Task brief:
Rewrite all the records below, substituting "a single marker for each instance" for every "one marker per instance" and keeping everything else the same. Leave the pictures out of your answer.

[Given information start]

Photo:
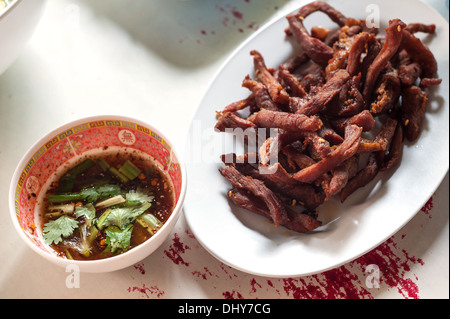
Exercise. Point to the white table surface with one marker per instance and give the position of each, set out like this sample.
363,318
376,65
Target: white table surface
154,60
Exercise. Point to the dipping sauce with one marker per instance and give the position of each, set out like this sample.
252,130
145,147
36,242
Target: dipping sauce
106,205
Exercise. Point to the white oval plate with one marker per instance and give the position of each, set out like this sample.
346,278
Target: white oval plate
252,244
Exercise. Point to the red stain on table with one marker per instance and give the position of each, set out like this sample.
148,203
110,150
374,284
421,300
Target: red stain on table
175,251
140,268
147,291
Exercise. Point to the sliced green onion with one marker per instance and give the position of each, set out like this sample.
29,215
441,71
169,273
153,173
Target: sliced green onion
149,222
130,170
116,172
116,200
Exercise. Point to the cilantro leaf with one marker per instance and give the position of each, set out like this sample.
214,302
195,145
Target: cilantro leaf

[Given information end]

The completed task:
Photo:
Exercise. Point to the white table surface with a single marker for each instance and give the position of each, set out like this sample.
363,318
376,65
Target: white table surface
154,60
Exercise. Point to the dipping sauce with a single marker for each instance and give the position of each, set out like this sample.
252,130
145,147
36,242
Target: dipping sauce
106,205
Exercise. Point to the white oval plate with a single marker for each instance and give the position of each, set out like this sample.
346,278
Target: white oval plate
252,244
Exercise. Point to the red stain on table with a single marker for each instance and give the position of each, set out like this sample.
148,203
110,150
374,284
421,300
Target: red stain on table
175,251
140,268
147,291
Exercise. Point to the sliced green onion with a single marker for each instance and give the position of each, set out like this sample.
29,215
441,71
169,273
153,173
Target: sliced green onion
149,222
130,170
116,172
116,200
Exercise. Point to the cilantro leaf with a single marker for each instance and give the position of each, set out like this sample.
214,302
195,145
Target: cilantro leaf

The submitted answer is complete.